**YOUR OBJECTIVE:**
Copy every line of the material below word for word.

____

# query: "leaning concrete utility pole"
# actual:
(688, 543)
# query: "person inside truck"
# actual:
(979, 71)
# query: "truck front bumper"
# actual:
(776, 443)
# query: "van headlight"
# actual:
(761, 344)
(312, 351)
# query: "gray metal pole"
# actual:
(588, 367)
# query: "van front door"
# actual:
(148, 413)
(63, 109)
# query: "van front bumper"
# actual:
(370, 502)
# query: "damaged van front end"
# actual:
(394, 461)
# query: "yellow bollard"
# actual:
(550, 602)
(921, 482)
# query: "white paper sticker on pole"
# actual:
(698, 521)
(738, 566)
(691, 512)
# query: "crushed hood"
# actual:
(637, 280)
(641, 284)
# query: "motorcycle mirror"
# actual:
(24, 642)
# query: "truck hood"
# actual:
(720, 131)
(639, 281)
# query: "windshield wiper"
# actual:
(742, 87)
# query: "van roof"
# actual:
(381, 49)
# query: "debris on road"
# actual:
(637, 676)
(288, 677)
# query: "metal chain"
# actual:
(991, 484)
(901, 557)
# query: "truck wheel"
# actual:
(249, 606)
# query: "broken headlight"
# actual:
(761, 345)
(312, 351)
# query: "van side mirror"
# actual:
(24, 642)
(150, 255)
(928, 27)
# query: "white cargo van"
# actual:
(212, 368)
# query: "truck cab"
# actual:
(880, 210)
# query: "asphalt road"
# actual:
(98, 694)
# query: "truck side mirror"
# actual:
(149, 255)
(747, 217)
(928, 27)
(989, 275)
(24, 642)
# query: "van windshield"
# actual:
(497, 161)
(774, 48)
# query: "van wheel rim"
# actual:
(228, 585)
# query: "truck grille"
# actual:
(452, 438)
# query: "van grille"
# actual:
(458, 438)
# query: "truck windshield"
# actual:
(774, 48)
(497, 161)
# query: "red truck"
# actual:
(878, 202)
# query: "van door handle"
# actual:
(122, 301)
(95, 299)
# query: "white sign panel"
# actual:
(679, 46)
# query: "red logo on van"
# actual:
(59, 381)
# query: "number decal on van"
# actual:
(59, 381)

____

**EXERCISE RESULT:**
# query: "leaning concrete utility pole"
# actual:
(688, 543)
# query: "person inside truck"
# actual:
(979, 71)
# query: "truck front bumper"
# actual:
(776, 443)
# query: "van headlight"
# actual:
(761, 344)
(312, 351)
# query: "gray metal pole"
# actual:
(588, 367)
# query: "van front door"
# actual:
(148, 413)
(63, 109)
# query: "van front bumper"
# actual:
(370, 502)
# query: "damaged van front end"
# actual:
(394, 461)
# query: "yellow bollard"
# actual:
(550, 602)
(921, 482)
# query: "white paper sticker on pole"
# actual:
(698, 521)
(738, 566)
(691, 512)
# query: "crushed hood"
# actual:
(637, 280)
(641, 284)
# query: "motorcycle mirror"
# actual:
(24, 642)
# query: "truck hood"
# actual:
(720, 131)
(639, 281)
# query: "windshield wiper"
# actual:
(742, 87)
# query: "van roof"
# actual:
(381, 49)
# query: "debris on road"
# actual:
(637, 676)
(288, 677)
# query: "metal chain"
# actual:
(991, 484)
(901, 557)
# query: "truck wheel"
# actual:
(249, 606)
# query: "broken headlight"
# actual:
(761, 345)
(312, 351)
# query: "van side mirror"
# actual:
(24, 642)
(150, 255)
(928, 27)
# query: "white cargo van"
# actual:
(212, 368)
# query: "truck cab"
# actual:
(880, 210)
# query: "asphalt road"
# actual:
(98, 694)
# query: "truck side mirror"
# actual:
(149, 255)
(747, 217)
(928, 27)
(989, 275)
(24, 642)
# query: "van windshield"
# actual:
(497, 161)
(774, 48)
# query: "van wheel rim"
# actual:
(228, 585)
# query: "truck grille"
# actual:
(452, 438)
# query: "van grille"
# actual:
(458, 438)
# query: "truck windshield"
# actual:
(774, 48)
(497, 161)
# query: "red truck"
# actual:
(878, 202)
# query: "van door handle"
# actual:
(122, 301)
(95, 299)
# query: "white sign panel"
# actual:
(679, 46)
# query: "red logo on van"
# actual:
(59, 381)
# query: "number decal on van"
# actual:
(59, 381)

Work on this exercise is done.